#### [WHAT THE TASK REQUIRES]
Word-for-word transcription: reproduce all of the data, but not the pictures.

Saved entries

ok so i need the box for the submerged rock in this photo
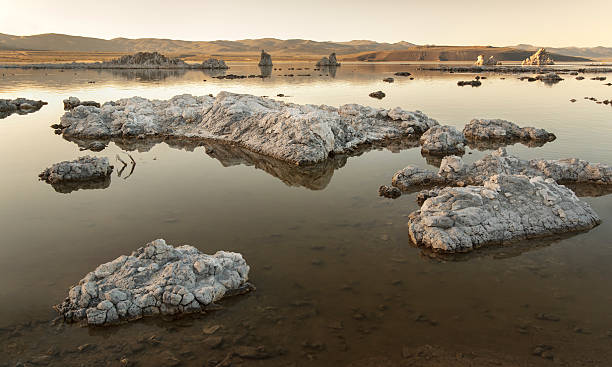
[457,80,481,87]
[391,148,612,193]
[408,174,601,252]
[316,53,340,67]
[201,58,229,69]
[55,92,438,165]
[419,125,466,156]
[474,55,500,66]
[54,239,252,325]
[63,97,101,110]
[378,185,402,199]
[522,48,555,66]
[39,156,113,183]
[0,98,47,118]
[463,119,555,144]
[258,50,273,66]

#### [SOLUTION]
ok so i need the box for the submerged rock in this photo
[457,80,481,87]
[391,148,612,193]
[408,174,601,252]
[316,53,340,67]
[201,58,229,69]
[55,92,438,165]
[419,125,466,156]
[474,55,500,66]
[54,239,252,325]
[63,97,101,110]
[378,185,402,199]
[522,48,555,66]
[39,156,113,183]
[0,98,47,118]
[463,119,555,144]
[258,50,273,66]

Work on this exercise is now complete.